*PROBLEM REQUIREMENTS*. Could you restate, word for word, the line that has "instance of doorway." and all lines following it through the end of the entries below?

*TASK INPUT*.
[Start of section]
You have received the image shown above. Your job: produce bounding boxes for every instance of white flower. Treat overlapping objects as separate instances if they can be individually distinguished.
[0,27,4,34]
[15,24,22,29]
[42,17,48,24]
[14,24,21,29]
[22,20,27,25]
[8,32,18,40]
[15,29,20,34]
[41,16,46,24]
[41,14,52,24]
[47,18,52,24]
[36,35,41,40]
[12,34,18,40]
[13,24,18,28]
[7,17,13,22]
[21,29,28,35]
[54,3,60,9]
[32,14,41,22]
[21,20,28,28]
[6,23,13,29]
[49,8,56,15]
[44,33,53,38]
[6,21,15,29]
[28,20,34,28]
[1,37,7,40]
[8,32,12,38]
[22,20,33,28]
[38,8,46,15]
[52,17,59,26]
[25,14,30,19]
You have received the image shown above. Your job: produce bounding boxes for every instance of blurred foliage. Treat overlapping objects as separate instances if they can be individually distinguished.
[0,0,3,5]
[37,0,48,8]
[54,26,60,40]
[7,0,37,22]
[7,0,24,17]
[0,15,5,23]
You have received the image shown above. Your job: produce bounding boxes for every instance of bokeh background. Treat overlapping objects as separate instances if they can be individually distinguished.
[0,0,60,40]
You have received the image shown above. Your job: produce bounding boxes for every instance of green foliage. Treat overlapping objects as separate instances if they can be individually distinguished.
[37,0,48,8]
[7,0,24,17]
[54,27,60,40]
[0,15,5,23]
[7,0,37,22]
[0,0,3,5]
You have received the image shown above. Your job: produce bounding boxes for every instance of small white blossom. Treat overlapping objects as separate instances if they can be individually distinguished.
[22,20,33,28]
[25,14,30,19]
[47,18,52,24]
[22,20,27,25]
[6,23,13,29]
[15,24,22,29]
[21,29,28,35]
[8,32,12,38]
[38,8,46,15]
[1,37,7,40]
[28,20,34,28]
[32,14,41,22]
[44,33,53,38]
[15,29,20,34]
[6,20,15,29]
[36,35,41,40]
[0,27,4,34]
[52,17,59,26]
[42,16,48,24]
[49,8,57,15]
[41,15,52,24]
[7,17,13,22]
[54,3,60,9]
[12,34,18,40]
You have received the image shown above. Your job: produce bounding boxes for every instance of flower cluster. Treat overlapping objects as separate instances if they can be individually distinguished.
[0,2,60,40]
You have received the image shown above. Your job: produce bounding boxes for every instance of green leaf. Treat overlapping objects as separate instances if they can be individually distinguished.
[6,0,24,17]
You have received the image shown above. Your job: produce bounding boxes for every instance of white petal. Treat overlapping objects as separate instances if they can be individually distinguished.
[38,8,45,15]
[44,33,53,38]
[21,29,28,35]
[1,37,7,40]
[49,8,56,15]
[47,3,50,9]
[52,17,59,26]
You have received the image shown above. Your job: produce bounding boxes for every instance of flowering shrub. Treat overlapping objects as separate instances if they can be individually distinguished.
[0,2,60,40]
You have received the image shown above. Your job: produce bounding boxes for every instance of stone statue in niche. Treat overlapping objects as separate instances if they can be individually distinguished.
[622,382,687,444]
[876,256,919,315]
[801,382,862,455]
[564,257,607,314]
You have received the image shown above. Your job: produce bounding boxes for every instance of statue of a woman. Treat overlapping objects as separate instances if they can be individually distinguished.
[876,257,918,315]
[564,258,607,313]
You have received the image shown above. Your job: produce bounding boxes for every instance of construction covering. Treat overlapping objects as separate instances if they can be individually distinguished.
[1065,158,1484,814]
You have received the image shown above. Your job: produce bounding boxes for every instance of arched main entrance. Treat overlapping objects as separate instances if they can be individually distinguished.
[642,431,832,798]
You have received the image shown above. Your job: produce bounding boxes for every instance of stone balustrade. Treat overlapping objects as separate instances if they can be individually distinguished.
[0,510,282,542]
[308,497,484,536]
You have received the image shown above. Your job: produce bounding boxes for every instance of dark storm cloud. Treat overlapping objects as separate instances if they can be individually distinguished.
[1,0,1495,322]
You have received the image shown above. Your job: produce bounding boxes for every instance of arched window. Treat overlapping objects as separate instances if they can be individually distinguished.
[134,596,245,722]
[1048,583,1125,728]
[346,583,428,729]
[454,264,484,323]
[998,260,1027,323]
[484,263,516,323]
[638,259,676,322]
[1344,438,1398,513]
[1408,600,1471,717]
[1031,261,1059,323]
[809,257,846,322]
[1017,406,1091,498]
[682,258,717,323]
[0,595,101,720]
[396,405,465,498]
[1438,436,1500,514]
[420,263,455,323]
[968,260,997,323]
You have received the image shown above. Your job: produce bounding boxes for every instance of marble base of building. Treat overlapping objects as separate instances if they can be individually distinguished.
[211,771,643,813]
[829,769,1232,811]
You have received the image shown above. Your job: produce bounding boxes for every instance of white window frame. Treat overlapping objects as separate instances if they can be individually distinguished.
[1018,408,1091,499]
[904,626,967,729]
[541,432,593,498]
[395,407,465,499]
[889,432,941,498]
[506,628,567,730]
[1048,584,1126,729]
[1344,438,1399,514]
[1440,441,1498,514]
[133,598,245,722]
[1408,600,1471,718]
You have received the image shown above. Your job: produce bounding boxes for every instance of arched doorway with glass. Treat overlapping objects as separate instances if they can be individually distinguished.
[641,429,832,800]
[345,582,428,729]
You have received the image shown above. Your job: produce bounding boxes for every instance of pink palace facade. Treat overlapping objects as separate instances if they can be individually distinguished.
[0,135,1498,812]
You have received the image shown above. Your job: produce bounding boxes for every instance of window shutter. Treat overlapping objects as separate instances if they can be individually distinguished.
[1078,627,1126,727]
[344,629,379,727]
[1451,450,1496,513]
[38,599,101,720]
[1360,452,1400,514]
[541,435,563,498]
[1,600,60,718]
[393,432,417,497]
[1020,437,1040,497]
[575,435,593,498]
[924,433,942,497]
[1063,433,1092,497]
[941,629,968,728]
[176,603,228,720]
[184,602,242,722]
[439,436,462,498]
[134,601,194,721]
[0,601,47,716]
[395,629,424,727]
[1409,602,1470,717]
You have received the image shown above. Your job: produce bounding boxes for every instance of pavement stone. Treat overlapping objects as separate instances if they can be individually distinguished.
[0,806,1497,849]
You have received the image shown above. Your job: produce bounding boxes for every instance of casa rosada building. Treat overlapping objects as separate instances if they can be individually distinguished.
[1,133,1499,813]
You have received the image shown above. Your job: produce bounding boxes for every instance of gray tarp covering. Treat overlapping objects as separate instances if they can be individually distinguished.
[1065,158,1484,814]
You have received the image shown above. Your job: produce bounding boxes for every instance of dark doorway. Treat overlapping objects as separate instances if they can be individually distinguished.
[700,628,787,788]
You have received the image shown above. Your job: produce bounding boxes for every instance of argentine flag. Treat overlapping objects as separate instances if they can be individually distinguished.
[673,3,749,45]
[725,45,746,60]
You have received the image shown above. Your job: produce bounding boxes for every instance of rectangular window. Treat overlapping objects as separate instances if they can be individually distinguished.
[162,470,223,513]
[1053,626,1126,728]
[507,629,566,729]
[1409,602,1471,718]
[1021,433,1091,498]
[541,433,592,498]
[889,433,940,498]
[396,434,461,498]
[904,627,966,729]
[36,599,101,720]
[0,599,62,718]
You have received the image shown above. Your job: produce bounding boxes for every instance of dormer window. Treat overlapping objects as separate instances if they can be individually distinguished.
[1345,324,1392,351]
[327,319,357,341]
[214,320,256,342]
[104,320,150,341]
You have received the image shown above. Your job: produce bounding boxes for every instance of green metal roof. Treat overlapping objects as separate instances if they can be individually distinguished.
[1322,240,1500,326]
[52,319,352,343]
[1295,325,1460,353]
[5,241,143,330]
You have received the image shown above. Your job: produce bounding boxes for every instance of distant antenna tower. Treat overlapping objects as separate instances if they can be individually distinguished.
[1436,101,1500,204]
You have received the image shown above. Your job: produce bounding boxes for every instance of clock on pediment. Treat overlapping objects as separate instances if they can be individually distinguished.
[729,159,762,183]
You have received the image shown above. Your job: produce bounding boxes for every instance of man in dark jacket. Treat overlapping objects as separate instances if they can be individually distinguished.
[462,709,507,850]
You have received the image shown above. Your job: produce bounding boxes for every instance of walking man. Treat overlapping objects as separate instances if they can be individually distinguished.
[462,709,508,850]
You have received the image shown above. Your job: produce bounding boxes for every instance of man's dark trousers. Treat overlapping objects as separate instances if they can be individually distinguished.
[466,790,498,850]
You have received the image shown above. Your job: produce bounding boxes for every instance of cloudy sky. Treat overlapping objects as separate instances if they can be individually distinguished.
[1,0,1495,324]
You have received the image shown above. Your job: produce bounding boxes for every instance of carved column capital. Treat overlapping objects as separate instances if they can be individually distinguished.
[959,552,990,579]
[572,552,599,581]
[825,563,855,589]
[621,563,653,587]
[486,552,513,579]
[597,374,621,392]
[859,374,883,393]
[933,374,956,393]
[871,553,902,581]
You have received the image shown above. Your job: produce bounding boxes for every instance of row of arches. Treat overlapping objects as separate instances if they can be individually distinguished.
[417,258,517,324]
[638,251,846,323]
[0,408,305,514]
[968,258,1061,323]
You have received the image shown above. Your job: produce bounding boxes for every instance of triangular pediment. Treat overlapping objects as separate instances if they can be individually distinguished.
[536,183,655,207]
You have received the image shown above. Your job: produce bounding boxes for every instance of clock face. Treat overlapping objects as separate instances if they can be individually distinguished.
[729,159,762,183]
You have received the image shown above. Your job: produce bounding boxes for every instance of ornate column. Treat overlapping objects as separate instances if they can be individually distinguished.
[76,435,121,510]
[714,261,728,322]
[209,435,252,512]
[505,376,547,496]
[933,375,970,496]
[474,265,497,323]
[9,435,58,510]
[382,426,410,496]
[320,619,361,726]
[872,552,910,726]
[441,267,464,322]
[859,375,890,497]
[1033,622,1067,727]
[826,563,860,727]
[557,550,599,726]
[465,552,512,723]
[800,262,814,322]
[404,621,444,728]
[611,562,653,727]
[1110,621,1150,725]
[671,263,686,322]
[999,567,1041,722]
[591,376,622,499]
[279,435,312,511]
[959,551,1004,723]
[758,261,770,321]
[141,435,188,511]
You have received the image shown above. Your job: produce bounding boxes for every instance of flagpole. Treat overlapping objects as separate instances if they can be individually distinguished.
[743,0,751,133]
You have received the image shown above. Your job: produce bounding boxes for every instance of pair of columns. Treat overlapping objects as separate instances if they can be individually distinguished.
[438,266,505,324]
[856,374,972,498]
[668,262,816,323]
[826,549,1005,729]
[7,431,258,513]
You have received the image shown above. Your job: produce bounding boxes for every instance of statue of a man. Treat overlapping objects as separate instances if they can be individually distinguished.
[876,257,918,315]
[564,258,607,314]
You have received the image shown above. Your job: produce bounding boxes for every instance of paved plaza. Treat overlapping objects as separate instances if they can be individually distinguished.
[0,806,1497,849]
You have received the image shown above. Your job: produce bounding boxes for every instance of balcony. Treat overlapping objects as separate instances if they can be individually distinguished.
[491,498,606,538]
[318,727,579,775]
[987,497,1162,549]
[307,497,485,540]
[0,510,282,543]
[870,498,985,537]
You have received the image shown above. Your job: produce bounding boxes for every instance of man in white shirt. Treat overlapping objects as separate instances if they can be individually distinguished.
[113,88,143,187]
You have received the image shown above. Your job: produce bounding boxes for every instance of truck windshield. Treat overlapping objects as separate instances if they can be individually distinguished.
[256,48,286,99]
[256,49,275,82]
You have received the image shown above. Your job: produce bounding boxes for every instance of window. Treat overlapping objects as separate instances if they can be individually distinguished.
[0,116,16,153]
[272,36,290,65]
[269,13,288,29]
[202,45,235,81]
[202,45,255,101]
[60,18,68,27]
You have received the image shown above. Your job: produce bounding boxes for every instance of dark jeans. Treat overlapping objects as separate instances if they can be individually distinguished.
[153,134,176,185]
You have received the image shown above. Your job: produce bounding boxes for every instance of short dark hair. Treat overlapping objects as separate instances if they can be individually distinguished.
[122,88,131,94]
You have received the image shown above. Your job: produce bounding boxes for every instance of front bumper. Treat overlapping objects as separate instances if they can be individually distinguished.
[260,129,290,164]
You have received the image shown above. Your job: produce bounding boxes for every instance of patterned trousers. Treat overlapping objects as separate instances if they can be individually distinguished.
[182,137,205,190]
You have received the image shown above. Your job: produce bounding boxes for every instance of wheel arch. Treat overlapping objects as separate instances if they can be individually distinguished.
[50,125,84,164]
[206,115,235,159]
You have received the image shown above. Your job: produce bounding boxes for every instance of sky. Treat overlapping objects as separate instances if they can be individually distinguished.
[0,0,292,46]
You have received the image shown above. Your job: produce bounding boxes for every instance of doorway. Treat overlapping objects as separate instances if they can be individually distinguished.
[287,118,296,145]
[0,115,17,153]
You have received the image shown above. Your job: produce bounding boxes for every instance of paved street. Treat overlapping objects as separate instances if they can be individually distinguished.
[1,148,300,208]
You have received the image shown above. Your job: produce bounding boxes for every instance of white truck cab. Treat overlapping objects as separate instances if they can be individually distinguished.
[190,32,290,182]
[End of section]
*WRITTEN SOLUTION*.
You have received the image shown above. Your job: produce bounding boxes for every instance of doorway. Treat overlapping objects as separate instances if they can be individually distinguished.
[287,118,296,145]
[0,115,17,153]
You have received the image shown above. Your job: produce bounding boxes for every instance of paved street. Treat overlapping objects as separate instances if they can be individually distinguished.
[1,148,300,208]
You have received the image shown above. Your job: produce bounding boxes for every instance of white truck cab. Treat overlapping objects as separate instances if they can be individually distinguished.
[190,32,290,182]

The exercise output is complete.